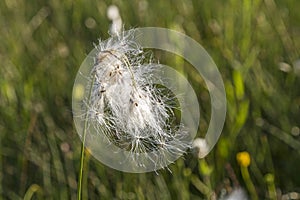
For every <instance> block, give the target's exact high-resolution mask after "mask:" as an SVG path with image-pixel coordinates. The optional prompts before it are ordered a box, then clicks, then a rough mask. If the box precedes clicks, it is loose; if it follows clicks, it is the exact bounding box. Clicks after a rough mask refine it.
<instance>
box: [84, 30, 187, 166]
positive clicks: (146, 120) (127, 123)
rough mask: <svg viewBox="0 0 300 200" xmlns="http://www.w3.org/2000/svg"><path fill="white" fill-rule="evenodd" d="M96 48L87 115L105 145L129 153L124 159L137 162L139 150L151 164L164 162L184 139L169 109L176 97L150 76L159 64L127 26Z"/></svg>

+===+

• WORK ORDER
Return all entries preceding this task exactly as they stand, leaving any picture out.

• ANSWER BOX
For every <instance> block, give the target's exact high-resolution mask after "mask:" as an SVG path with image-pixel coordinates. The optional prompts before it are ordered a box, then clicks, then a rough mask. If the box precedes clicks, it is loose; if it follows clicks, it is the exact bounding box. Clicks after a rough mask refine it.
<instance>
box: [84, 30, 187, 166]
positive clicks: (146, 120) (127, 123)
rough mask: <svg viewBox="0 0 300 200" xmlns="http://www.w3.org/2000/svg"><path fill="white" fill-rule="evenodd" d="M96 48L87 115L105 145L129 153L124 159L137 162L139 150L151 164L164 162L184 139L169 109L176 97L150 76L159 64L127 26Z"/></svg>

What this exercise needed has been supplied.